● **About this exercise**: Set down exactly the lines below between the line holding "of the eyeglasses" and the line holding "of the kneeling", inclusive; no other line belongs in the answer.

--- Exercise data ---

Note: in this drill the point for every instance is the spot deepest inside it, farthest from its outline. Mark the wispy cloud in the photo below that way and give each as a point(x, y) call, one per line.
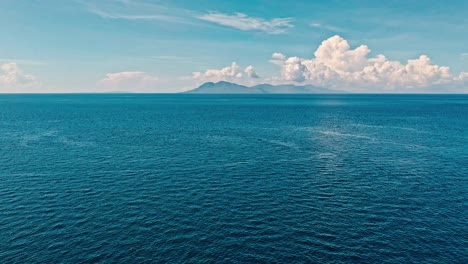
point(129, 10)
point(327, 27)
point(23, 62)
point(244, 22)
point(112, 15)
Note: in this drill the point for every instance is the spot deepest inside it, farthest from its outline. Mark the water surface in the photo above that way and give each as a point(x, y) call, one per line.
point(234, 178)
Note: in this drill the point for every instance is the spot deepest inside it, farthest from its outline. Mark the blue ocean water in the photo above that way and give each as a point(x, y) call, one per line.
point(233, 178)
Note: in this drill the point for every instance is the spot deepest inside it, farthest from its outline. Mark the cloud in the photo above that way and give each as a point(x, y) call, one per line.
point(243, 22)
point(229, 73)
point(337, 65)
point(327, 27)
point(130, 81)
point(13, 80)
point(135, 10)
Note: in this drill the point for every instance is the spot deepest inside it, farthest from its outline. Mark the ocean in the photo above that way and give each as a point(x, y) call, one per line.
point(181, 178)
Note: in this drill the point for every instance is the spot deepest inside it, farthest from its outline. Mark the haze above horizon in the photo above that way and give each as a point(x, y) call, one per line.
point(175, 46)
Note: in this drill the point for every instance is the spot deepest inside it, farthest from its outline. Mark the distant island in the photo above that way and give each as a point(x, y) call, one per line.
point(224, 87)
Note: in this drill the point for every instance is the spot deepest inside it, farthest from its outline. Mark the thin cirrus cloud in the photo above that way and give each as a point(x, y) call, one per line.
point(134, 81)
point(327, 27)
point(246, 23)
point(14, 80)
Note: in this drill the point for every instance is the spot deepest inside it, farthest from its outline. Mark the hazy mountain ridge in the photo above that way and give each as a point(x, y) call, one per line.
point(224, 87)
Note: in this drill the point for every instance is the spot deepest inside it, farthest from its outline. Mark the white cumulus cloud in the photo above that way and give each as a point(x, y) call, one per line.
point(244, 22)
point(131, 81)
point(337, 65)
point(231, 73)
point(13, 80)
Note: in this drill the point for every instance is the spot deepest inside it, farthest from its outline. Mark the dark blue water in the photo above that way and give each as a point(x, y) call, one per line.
point(236, 179)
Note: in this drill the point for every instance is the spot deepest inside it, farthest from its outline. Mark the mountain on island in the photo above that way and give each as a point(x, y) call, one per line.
point(223, 87)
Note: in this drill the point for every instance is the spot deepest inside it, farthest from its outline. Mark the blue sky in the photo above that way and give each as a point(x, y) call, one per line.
point(169, 46)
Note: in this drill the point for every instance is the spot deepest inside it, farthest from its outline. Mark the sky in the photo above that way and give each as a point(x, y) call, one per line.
point(406, 46)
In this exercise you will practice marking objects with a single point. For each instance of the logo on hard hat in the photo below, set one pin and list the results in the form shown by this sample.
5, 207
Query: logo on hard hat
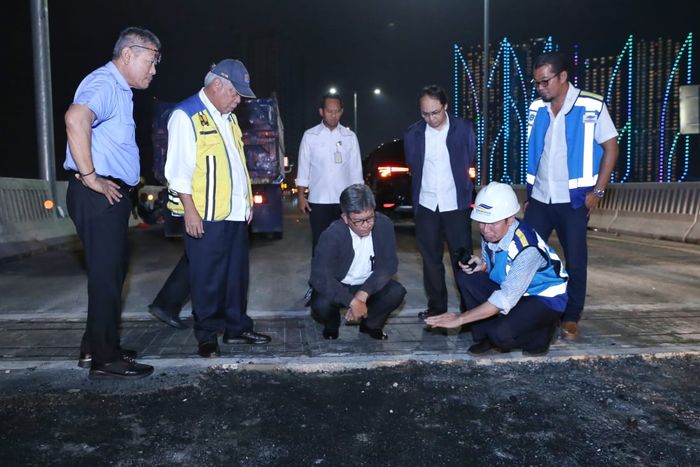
484, 209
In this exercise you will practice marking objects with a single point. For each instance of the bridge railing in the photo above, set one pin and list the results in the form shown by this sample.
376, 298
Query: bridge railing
658, 210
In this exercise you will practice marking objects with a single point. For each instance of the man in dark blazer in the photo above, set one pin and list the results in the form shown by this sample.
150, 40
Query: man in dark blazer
439, 151
353, 265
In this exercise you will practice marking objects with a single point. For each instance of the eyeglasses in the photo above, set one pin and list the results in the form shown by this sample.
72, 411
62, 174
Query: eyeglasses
156, 57
543, 82
432, 114
360, 222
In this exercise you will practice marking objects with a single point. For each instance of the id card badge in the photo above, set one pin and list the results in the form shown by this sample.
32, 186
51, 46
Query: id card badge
338, 155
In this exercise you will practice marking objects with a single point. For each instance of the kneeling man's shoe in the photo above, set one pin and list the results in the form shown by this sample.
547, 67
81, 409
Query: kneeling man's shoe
480, 347
330, 334
208, 349
569, 329
373, 333
120, 369
541, 352
247, 337
85, 359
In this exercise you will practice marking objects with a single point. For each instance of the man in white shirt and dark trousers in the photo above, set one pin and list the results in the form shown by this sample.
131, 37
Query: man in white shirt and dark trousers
353, 267
329, 161
439, 151
572, 150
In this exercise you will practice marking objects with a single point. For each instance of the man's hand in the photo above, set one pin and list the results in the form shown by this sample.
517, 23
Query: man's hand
445, 320
303, 203
101, 185
475, 264
591, 200
193, 224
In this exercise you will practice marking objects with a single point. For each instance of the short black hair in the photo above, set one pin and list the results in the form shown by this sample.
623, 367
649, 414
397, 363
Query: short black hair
435, 92
331, 96
559, 61
356, 198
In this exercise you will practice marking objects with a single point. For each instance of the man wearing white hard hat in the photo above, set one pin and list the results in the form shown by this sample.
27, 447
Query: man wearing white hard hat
515, 292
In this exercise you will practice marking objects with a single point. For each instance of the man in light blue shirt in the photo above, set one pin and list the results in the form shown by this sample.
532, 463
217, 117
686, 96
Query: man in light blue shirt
515, 292
103, 160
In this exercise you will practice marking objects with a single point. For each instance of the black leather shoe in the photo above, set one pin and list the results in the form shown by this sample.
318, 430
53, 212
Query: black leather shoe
208, 349
480, 347
330, 334
247, 337
85, 359
373, 333
428, 313
120, 369
166, 317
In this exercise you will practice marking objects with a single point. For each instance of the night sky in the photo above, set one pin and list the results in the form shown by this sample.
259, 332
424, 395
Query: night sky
397, 45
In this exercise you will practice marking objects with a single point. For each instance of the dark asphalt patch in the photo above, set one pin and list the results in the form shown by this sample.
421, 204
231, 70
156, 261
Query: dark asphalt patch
628, 411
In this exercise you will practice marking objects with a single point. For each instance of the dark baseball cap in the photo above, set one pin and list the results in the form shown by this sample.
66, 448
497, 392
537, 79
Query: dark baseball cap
234, 71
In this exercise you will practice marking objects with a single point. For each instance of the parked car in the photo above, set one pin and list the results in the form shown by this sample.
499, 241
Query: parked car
389, 177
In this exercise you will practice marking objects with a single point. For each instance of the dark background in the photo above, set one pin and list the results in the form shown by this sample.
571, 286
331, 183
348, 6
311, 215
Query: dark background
297, 49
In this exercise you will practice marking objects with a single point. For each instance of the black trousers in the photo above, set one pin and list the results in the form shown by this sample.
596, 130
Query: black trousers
103, 229
379, 306
571, 226
529, 325
432, 230
320, 217
176, 290
219, 271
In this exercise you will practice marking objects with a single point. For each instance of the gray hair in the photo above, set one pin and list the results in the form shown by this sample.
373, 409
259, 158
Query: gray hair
134, 36
357, 198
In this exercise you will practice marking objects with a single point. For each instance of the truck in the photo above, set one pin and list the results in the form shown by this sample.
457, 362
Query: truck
263, 142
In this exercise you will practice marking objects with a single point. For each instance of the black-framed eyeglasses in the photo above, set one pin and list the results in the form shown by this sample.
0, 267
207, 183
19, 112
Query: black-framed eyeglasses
156, 57
360, 222
543, 82
432, 114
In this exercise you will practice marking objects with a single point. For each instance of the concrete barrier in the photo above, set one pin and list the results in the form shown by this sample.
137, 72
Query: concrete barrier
668, 211
25, 224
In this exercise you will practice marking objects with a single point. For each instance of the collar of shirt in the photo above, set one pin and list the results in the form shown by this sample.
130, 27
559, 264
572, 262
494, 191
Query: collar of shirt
118, 76
571, 96
505, 241
210, 107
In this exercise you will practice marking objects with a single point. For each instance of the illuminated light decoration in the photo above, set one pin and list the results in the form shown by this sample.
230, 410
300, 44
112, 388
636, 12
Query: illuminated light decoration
666, 176
388, 171
459, 59
506, 54
627, 51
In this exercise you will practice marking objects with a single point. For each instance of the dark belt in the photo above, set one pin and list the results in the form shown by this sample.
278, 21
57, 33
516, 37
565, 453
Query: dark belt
123, 186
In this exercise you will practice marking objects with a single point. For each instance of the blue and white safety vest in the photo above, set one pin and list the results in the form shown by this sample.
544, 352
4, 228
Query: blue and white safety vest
583, 153
549, 282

---

● **Your solution**:
In this exercise you will practice marking objects with a single point. For each instance of the eyeglasses in the photo above, set one pin and list the results in the form shown by this sample.
72, 411
62, 174
Query: eyeglasses
156, 57
543, 82
432, 114
360, 222
In this exercise you will practice marking objects with a single point. For each instance of the id card badge in the photo above, set one pin and list the results in the form shown by this sample.
32, 186
51, 46
Query: id card badge
338, 155
In this exercise you will practice marking objects with a single point. For each instance of the kneeling man's shoe in the photo above, set one pin and list the results in the form shown by this sample.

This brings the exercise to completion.